Return all of the entries below exactly as they are given.

(Data for the task Opens)

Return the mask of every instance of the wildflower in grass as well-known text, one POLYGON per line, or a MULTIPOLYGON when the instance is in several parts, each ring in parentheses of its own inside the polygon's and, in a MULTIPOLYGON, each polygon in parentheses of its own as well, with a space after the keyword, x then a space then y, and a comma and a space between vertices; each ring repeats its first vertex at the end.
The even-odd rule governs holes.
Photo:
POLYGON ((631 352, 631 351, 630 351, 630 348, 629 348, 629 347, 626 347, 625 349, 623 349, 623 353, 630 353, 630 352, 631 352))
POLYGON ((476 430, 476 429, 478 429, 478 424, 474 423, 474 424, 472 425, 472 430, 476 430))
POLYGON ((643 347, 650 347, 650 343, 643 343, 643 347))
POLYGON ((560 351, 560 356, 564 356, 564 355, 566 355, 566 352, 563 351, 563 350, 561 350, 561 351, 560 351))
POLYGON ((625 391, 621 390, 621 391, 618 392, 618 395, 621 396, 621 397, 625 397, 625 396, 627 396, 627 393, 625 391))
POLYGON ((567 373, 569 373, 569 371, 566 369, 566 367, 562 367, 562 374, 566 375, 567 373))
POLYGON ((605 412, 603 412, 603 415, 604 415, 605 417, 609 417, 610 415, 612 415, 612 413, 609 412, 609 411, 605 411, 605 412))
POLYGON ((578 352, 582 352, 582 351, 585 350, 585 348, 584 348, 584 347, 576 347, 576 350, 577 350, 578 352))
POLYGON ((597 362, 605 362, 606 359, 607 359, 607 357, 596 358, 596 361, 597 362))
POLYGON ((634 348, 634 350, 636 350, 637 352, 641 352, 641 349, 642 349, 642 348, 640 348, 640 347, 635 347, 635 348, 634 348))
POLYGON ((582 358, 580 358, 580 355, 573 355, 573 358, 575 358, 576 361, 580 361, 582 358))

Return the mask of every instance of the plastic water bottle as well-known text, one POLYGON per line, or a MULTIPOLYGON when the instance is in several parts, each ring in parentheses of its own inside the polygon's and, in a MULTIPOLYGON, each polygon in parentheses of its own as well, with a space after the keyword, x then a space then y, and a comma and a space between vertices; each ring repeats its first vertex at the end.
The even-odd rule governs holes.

(Data for the task Closes)

## [Reply]
Return the mask of every instance of the wildflower in grass as well-known text, one POLYGON per line, or a MULTIPOLYGON when the instance is in several parts, each ring in parentheses of its own inside the polygon's and, in a MULTIPOLYGON, each polygon in parentheses of its own as well, with a space after the keyword, x then a space then y, and a comma and a space between vertices; each ring repeats its first vertex at the end.
The even-odd rule governs holes.
Photo:
POLYGON ((631 352, 631 351, 630 351, 630 348, 629 348, 629 347, 626 347, 625 349, 623 349, 623 353, 630 353, 630 352, 631 352))
POLYGON ((476 430, 476 429, 478 429, 478 424, 474 423, 474 424, 472 425, 472 430, 476 430))
POLYGON ((643 347, 650 347, 650 343, 643 343, 643 347))
POLYGON ((560 351, 560 356, 564 356, 564 355, 566 355, 566 352, 563 351, 563 350, 561 350, 561 351, 560 351))
POLYGON ((625 391, 621 390, 621 391, 618 392, 618 395, 621 396, 621 397, 625 397, 625 396, 627 396, 627 393, 625 391))
POLYGON ((567 373, 569 373, 569 371, 566 369, 566 367, 562 367, 562 374, 566 375, 567 373))
POLYGON ((605 412, 603 412, 603 415, 604 415, 605 417, 609 417, 610 415, 612 415, 612 413, 609 412, 609 411, 605 411, 605 412))
POLYGON ((578 352, 582 352, 582 351, 585 350, 585 348, 584 348, 584 347, 576 347, 576 350, 577 350, 578 352))
POLYGON ((597 362, 605 362, 606 359, 607 359, 607 357, 596 358, 596 361, 597 362))
POLYGON ((634 348, 634 350, 636 350, 637 352, 641 352, 641 349, 642 349, 642 348, 640 348, 640 347, 635 347, 635 348, 634 348))
POLYGON ((582 358, 580 358, 580 355, 573 355, 573 358, 575 358, 576 361, 580 361, 582 358))

Return the mask of every instance of the plastic water bottle as well-known text, one POLYGON per line, or a MULTIPOLYGON when the instance is in several parts, each ring in parentheses of its own inside the polygon's and, in a MULTIPOLYGON, each polygon in parentheses of its own as well, with a space after the keyword, x then a space then y, and a comma and a space between vertices; each ring repeats its first vertex at the end.
The even-odd rule governs holes.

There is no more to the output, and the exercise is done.